Source text:
-- Opening Marker --
Knowing the signs of heart disease and starting treatment early can make a big difference to your pet's quality of life and longevity.

The most common form of heart disease leads to a failure of the pumping mechanism of the heart. It is often referred to as congestive failure as it results in pooling of blood in the lungs and other organs.

Look out for these signs

In both dogs and cats:

  • Laboured or fast breathing (your pet’s respiration rate when sleeping (not dreaming!) should be under 20)
  • An enlarged abdomen
  • Weight loss or poor appetite

In dogs only:

  • Coughing, especially at night or after lying down
  • A reluctance to exercise and tiring more easily on walks
  • Weakness or fainting associated with exercise

If you think your pet might be showing signs of heart disease, call us for an appointment. Early treatment of this insidious disease will help your pet live a longer and happier life.

06 Abbey - Pet Focus for August
Abbey

Abbey is a 10 year old Fox Terrier who came into us for an eye ulcer, but then a small hairless lump was noted on the side of her tummy. Fine needle tests detected a mast cell tumour - these are extremely variable in behaviour.

When dealing with cancer, the very first surgery we do is the best chance we have to effect a cure, and to do that we need to "stage" the tumour via biopsies, ultrasounds and radiographs. Abbey's abdominal ultrasound and chest radiographs were all clear, but in clipping up for biopsy, another three lumps were identified. All four lumps were biopsied - two were moderately active mast cell tumours and two were benign lipomas not requiring removal at all.

Abbey returned for surgery for tumour removal, and in spite of being such a little dog, both tumours were successfully removed during the one procedure with 20mm margins. She is now at home slowly recuperating from an adventurous month - our thoughts are with you Abbey!
-- Closing Marker --
Text-to-region grounding data
-- Opening Marker --
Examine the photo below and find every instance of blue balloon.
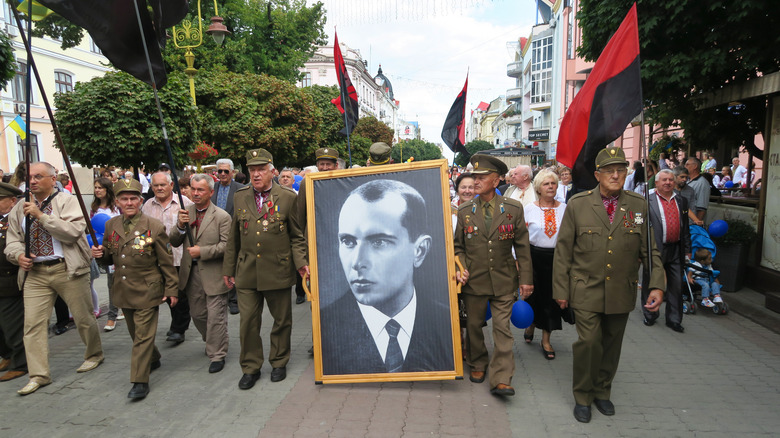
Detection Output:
[707,221,731,238]
[91,213,111,234]
[509,300,534,328]
[87,233,103,248]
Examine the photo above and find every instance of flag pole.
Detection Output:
[11,7,97,246]
[133,1,195,246]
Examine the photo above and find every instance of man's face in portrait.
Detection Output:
[338,192,431,317]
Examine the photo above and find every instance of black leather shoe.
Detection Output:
[271,367,287,382]
[666,321,685,333]
[209,359,225,374]
[574,404,590,423]
[238,371,260,389]
[127,383,149,400]
[165,332,184,345]
[593,399,615,415]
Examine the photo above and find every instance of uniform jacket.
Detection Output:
[320,290,455,375]
[211,180,244,216]
[454,195,533,295]
[169,202,230,295]
[553,187,664,314]
[649,192,691,260]
[101,212,179,309]
[222,182,306,290]
[5,192,92,288]
[0,215,22,298]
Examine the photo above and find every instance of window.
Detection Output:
[54,71,73,93]
[531,36,552,104]
[16,133,41,163]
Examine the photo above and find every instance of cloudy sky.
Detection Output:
[310,0,536,159]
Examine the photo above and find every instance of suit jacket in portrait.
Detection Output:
[101,212,179,309]
[211,179,244,216]
[170,202,231,295]
[648,192,691,261]
[320,290,455,375]
[553,187,664,314]
[454,195,534,296]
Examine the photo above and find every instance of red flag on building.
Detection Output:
[441,74,469,155]
[330,34,359,135]
[556,3,642,189]
[39,0,189,88]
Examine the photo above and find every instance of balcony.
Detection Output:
[506,87,523,102]
[506,61,523,78]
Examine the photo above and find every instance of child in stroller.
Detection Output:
[687,248,723,308]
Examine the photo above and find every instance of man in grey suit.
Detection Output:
[211,158,244,315]
[642,169,691,333]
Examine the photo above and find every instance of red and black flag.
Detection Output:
[441,75,469,155]
[556,3,642,190]
[39,0,189,88]
[330,34,359,135]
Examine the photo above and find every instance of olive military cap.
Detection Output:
[246,148,274,166]
[0,182,22,198]
[596,146,628,170]
[314,148,339,161]
[469,154,509,175]
[114,178,143,196]
[368,141,392,165]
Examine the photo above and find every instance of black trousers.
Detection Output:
[640,242,683,324]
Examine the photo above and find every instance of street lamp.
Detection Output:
[173,0,230,106]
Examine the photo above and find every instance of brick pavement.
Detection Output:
[0,278,780,438]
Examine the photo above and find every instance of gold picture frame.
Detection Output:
[305,160,463,383]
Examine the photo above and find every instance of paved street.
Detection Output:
[0,276,780,438]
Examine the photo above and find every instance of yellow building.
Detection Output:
[0,2,113,173]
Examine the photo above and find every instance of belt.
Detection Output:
[33,258,65,266]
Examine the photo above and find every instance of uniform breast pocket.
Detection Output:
[577,227,604,251]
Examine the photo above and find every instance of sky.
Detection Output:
[310,0,536,160]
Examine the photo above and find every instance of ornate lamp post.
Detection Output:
[173,0,230,105]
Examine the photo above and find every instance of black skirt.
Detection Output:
[525,245,561,332]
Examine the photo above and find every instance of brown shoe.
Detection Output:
[0,370,27,382]
[469,371,485,383]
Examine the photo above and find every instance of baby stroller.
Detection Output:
[683,225,729,315]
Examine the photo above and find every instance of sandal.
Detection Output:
[539,342,555,360]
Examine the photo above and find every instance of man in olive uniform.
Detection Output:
[553,147,664,423]
[222,149,306,389]
[0,182,27,382]
[454,154,533,396]
[92,179,179,400]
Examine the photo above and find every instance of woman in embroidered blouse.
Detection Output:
[523,169,566,360]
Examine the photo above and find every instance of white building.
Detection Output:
[0,2,112,172]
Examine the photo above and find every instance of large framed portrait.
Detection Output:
[305,160,463,383]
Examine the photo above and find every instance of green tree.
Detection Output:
[54,72,198,167]
[454,140,493,167]
[390,138,442,163]
[352,116,393,145]
[197,71,319,167]
[577,0,780,148]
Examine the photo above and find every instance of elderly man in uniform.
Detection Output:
[454,154,533,396]
[170,173,230,373]
[553,147,664,423]
[222,149,306,389]
[0,182,27,382]
[5,162,103,395]
[92,179,179,400]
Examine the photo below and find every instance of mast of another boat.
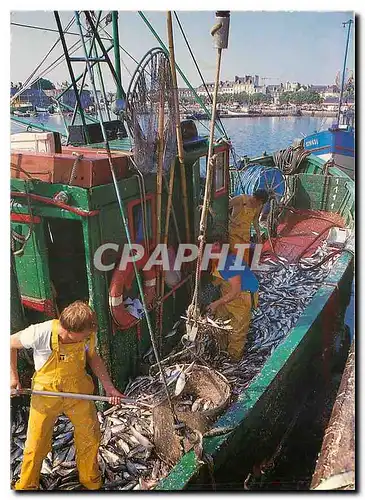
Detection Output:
[112,10,125,99]
[337,19,354,126]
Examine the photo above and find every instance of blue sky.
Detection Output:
[10,11,354,90]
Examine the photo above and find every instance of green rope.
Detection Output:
[138,10,225,136]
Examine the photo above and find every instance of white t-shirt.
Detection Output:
[19,319,92,371]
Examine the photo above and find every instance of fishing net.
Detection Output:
[126,49,177,173]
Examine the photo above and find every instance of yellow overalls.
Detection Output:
[229,195,258,256]
[212,267,259,361]
[15,320,102,490]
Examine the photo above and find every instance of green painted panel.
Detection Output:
[11,222,52,299]
[156,254,352,490]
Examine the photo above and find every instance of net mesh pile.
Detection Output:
[126,51,177,173]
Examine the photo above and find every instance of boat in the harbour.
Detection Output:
[304,19,355,179]
[11,11,355,490]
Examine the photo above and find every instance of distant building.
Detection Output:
[266,83,284,104]
[284,82,300,92]
[218,81,234,95]
[233,75,266,95]
[178,87,195,99]
[309,85,328,97]
[10,87,52,108]
[60,89,94,109]
[322,97,339,111]
[322,85,340,98]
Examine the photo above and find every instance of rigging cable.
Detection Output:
[138,11,224,139]
[174,11,228,139]
[10,17,75,103]
[75,11,178,422]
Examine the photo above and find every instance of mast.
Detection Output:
[337,19,354,125]
[112,10,125,99]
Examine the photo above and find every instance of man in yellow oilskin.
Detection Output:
[10,301,123,490]
[229,189,269,254]
[208,235,259,361]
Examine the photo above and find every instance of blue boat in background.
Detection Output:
[304,124,355,179]
[304,19,355,179]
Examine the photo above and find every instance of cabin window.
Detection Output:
[44,217,89,311]
[128,195,155,245]
[199,156,208,179]
[215,151,226,193]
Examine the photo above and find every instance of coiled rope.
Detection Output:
[272,144,310,175]
[233,164,286,201]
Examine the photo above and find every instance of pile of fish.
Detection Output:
[11,244,338,490]
[217,245,338,394]
[11,405,169,490]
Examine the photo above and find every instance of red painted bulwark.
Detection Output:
[10,148,129,188]
[11,213,41,224]
[22,295,55,318]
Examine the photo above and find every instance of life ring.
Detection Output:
[109,248,157,330]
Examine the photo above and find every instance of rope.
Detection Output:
[272,145,310,175]
[174,11,228,139]
[235,164,285,198]
[138,11,224,138]
[311,470,355,491]
[10,17,75,103]
[76,13,178,422]
[187,43,222,328]
[68,151,84,186]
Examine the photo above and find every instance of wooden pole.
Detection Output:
[156,64,165,256]
[167,10,190,243]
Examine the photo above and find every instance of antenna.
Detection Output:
[337,19,354,125]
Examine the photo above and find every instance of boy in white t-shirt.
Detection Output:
[10,301,123,490]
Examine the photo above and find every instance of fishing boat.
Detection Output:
[304,19,355,179]
[11,11,355,490]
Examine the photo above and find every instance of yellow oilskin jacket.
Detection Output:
[229,195,258,251]
[211,263,258,361]
[15,320,102,490]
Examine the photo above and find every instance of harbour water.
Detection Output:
[11,114,354,491]
[11,113,333,157]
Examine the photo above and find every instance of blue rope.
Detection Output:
[233,165,285,201]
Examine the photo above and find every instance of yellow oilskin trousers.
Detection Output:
[229,195,257,256]
[15,320,102,490]
[212,279,258,361]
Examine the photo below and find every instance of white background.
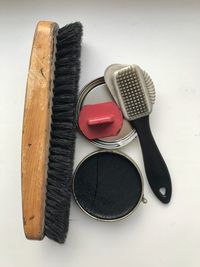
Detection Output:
[0,0,200,267]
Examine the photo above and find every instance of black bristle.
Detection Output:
[45,22,82,243]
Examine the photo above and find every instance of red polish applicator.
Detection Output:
[78,102,123,140]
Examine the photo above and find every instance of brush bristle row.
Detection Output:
[116,67,147,117]
[45,22,82,243]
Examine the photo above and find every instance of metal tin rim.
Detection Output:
[76,76,137,150]
[72,149,147,222]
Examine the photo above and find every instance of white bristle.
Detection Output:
[114,65,155,120]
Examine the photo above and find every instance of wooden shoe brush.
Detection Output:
[22,21,82,243]
[105,64,172,203]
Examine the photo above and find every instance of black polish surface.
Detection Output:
[74,152,142,220]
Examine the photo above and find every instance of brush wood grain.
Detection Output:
[22,21,58,240]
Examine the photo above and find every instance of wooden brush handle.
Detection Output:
[22,21,58,239]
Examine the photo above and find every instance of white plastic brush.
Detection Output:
[107,65,172,203]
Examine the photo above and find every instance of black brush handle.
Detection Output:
[130,116,172,204]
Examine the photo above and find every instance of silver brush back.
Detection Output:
[113,65,155,121]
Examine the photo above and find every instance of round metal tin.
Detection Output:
[77,77,137,149]
[73,150,147,221]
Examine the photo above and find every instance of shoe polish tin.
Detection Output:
[73,150,147,221]
[77,77,137,149]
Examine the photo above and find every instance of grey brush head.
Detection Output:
[113,65,155,121]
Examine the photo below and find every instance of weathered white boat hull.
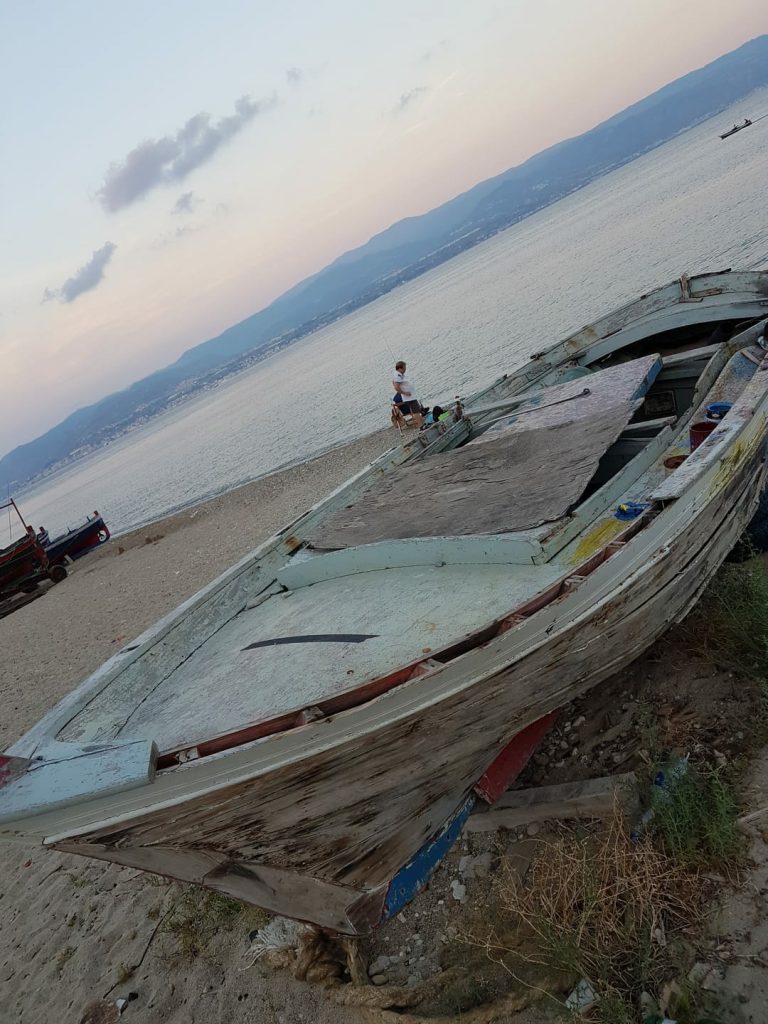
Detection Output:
[27,389,765,933]
[0,274,768,934]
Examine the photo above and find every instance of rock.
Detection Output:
[688,961,712,985]
[451,879,467,903]
[472,851,494,879]
[368,956,392,978]
[459,854,472,877]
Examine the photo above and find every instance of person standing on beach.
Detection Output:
[392,359,424,427]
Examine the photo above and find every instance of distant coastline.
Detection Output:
[6,36,768,489]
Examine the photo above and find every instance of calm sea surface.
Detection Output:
[15,90,768,532]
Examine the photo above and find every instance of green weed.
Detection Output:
[163,886,260,961]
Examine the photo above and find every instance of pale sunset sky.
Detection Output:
[0,0,768,455]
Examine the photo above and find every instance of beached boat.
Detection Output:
[0,272,768,935]
[720,118,752,138]
[0,498,67,600]
[44,511,110,565]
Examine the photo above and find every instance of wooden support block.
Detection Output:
[465,772,637,831]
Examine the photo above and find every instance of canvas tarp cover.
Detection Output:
[310,356,660,550]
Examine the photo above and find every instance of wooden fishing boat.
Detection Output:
[44,511,110,565]
[720,118,752,138]
[0,272,768,935]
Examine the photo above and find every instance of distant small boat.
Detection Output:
[720,118,752,138]
[43,512,110,565]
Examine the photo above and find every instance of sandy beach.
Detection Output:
[0,429,399,1024]
[0,419,768,1024]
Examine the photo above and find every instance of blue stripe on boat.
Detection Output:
[382,794,477,921]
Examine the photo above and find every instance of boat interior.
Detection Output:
[55,321,765,767]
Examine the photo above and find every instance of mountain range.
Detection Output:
[6,36,768,490]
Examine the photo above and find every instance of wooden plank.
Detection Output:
[622,416,677,434]
[651,357,768,502]
[311,404,634,550]
[464,772,637,833]
[474,708,559,804]
[0,740,158,823]
[662,342,722,370]
[278,534,542,590]
[20,442,765,942]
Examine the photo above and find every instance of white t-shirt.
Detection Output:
[392,370,416,401]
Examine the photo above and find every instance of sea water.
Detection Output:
[15,90,768,534]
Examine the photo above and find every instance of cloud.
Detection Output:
[43,242,117,303]
[171,193,203,214]
[97,95,278,213]
[392,85,429,116]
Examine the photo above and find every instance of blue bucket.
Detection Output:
[707,401,732,420]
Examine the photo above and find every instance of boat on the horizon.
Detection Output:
[0,271,768,935]
[720,118,752,138]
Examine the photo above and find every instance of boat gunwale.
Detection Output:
[7,271,768,770]
[37,423,768,846]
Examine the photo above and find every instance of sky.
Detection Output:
[0,0,768,455]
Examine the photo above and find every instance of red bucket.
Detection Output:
[689,420,718,452]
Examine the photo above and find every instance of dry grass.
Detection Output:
[473,809,706,1024]
[681,557,768,683]
[651,764,746,874]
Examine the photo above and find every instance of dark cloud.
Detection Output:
[97,96,278,213]
[43,242,117,303]
[392,85,429,115]
[171,193,203,214]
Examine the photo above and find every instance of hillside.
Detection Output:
[0,36,768,488]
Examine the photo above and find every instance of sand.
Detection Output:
[0,429,399,1024]
[0,419,768,1024]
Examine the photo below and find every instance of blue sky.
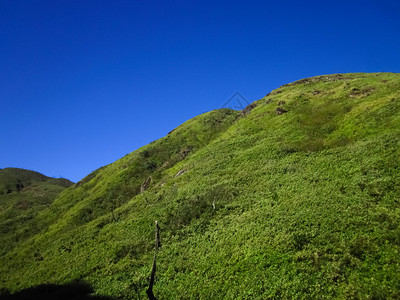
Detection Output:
[0,0,400,181]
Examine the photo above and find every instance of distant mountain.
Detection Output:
[0,73,400,299]
[0,168,73,254]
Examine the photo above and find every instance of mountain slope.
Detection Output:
[0,73,400,299]
[0,168,73,254]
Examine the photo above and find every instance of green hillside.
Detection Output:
[0,73,400,299]
[0,168,73,255]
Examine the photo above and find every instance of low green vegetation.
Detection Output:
[0,168,73,255]
[0,73,400,299]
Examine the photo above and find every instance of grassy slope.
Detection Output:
[0,168,73,255]
[0,73,400,299]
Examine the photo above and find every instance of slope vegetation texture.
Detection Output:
[0,73,400,299]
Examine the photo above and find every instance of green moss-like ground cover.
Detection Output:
[0,73,400,299]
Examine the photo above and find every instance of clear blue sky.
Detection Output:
[0,0,400,181]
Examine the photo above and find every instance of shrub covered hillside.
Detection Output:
[0,168,73,255]
[0,73,400,299]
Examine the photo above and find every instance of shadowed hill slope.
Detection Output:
[0,73,400,299]
[0,168,73,254]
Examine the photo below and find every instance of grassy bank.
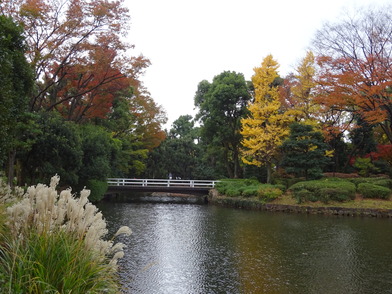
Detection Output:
[210,178,392,214]
[0,176,130,293]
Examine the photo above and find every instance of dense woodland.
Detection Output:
[0,0,392,198]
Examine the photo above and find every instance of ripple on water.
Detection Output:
[101,203,392,294]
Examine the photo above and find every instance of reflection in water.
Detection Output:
[100,203,392,293]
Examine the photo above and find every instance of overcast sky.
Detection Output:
[126,0,392,128]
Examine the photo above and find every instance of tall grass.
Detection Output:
[0,231,118,293]
[0,176,130,293]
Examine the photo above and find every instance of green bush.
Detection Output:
[358,183,391,199]
[258,185,283,202]
[241,186,259,197]
[289,179,356,203]
[347,177,388,187]
[373,179,392,189]
[216,179,285,202]
[87,180,108,203]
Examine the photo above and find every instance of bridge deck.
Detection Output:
[107,178,218,193]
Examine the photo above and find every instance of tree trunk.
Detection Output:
[7,150,16,188]
[266,162,272,184]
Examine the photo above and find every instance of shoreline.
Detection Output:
[208,191,392,218]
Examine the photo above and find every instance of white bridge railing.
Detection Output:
[107,178,219,189]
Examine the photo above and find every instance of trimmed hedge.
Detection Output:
[358,183,391,199]
[289,179,356,203]
[216,179,285,202]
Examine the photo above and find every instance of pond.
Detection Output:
[98,202,392,294]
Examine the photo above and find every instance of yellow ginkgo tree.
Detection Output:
[241,55,291,183]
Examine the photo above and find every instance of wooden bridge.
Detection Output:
[107,178,219,194]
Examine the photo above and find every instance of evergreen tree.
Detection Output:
[280,123,330,180]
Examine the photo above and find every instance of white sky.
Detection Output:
[125,0,392,128]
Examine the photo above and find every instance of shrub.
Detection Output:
[87,180,108,202]
[289,179,356,203]
[348,177,388,187]
[373,179,392,189]
[358,183,391,199]
[258,185,283,202]
[242,185,259,197]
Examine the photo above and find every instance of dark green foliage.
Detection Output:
[358,183,391,199]
[22,112,83,186]
[373,179,392,189]
[194,71,251,178]
[258,184,283,202]
[216,179,284,202]
[0,15,33,177]
[146,115,201,179]
[281,123,329,180]
[86,180,108,203]
[289,179,356,203]
[347,177,389,187]
[79,125,118,185]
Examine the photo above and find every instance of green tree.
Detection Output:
[280,123,330,180]
[241,55,290,183]
[195,71,251,178]
[147,115,200,179]
[20,112,82,187]
[0,15,33,184]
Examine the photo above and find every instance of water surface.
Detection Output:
[99,203,392,294]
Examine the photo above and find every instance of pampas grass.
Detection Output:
[0,176,131,293]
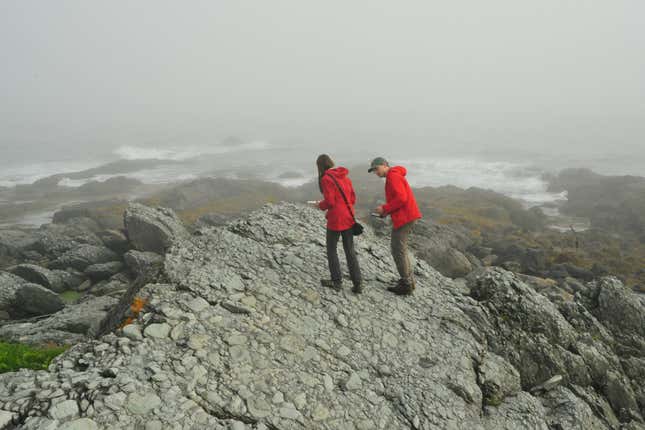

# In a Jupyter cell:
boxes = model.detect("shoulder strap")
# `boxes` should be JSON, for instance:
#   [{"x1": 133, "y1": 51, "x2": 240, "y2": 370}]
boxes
[{"x1": 326, "y1": 173, "x2": 356, "y2": 218}]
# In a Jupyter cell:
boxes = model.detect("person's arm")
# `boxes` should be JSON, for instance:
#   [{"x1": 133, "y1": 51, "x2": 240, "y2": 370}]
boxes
[
  {"x1": 383, "y1": 175, "x2": 409, "y2": 215},
  {"x1": 318, "y1": 177, "x2": 336, "y2": 211}
]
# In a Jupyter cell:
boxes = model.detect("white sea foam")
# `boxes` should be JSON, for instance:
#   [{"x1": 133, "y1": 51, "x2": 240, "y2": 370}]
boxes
[
  {"x1": 114, "y1": 141, "x2": 269, "y2": 161},
  {"x1": 393, "y1": 158, "x2": 567, "y2": 206},
  {"x1": 0, "y1": 161, "x2": 101, "y2": 187}
]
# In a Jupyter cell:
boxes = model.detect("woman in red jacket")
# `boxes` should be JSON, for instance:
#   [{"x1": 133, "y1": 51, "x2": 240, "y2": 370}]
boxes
[{"x1": 316, "y1": 154, "x2": 363, "y2": 294}]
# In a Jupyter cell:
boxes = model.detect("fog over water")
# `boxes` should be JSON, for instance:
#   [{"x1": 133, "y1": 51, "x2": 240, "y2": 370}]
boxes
[{"x1": 0, "y1": 0, "x2": 645, "y2": 199}]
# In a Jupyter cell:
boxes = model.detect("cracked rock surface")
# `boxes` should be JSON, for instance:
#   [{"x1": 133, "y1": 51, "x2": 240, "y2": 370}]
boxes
[{"x1": 0, "y1": 203, "x2": 645, "y2": 430}]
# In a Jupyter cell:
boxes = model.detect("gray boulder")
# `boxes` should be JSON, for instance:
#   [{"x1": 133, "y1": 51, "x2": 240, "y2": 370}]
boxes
[
  {"x1": 49, "y1": 245, "x2": 121, "y2": 271},
  {"x1": 124, "y1": 202, "x2": 188, "y2": 254},
  {"x1": 123, "y1": 249, "x2": 164, "y2": 278},
  {"x1": 0, "y1": 272, "x2": 26, "y2": 317},
  {"x1": 10, "y1": 283, "x2": 65, "y2": 316},
  {"x1": 10, "y1": 264, "x2": 85, "y2": 293},
  {"x1": 98, "y1": 230, "x2": 130, "y2": 254},
  {"x1": 0, "y1": 296, "x2": 117, "y2": 345},
  {"x1": 0, "y1": 203, "x2": 645, "y2": 430},
  {"x1": 33, "y1": 223, "x2": 103, "y2": 259},
  {"x1": 83, "y1": 261, "x2": 123, "y2": 282}
]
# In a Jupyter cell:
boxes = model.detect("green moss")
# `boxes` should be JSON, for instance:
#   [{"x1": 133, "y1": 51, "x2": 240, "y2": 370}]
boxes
[
  {"x1": 59, "y1": 290, "x2": 82, "y2": 305},
  {"x1": 0, "y1": 342, "x2": 67, "y2": 373}
]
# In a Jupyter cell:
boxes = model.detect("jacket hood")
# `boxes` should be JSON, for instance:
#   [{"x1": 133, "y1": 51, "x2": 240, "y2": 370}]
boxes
[
  {"x1": 387, "y1": 166, "x2": 408, "y2": 176},
  {"x1": 325, "y1": 166, "x2": 349, "y2": 179}
]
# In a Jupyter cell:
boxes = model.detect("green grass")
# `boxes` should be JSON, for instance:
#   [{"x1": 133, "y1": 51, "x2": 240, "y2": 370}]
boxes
[{"x1": 0, "y1": 342, "x2": 67, "y2": 373}]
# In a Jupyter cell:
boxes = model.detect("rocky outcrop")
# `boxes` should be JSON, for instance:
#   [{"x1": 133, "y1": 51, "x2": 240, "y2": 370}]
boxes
[
  {"x1": 123, "y1": 249, "x2": 163, "y2": 278},
  {"x1": 49, "y1": 245, "x2": 120, "y2": 271},
  {"x1": 124, "y1": 203, "x2": 188, "y2": 254},
  {"x1": 0, "y1": 272, "x2": 64, "y2": 319},
  {"x1": 9, "y1": 282, "x2": 65, "y2": 317},
  {"x1": 10, "y1": 264, "x2": 85, "y2": 293},
  {"x1": 0, "y1": 204, "x2": 645, "y2": 430},
  {"x1": 0, "y1": 296, "x2": 118, "y2": 346}
]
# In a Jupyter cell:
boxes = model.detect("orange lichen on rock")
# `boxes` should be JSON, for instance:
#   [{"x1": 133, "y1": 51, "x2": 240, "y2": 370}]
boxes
[{"x1": 119, "y1": 297, "x2": 148, "y2": 328}]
-- Closing Marker --
Action item: According to the text on pet heart disease, what should a sleeping pet's respiration rate stay under?

Worked solution: Under 20.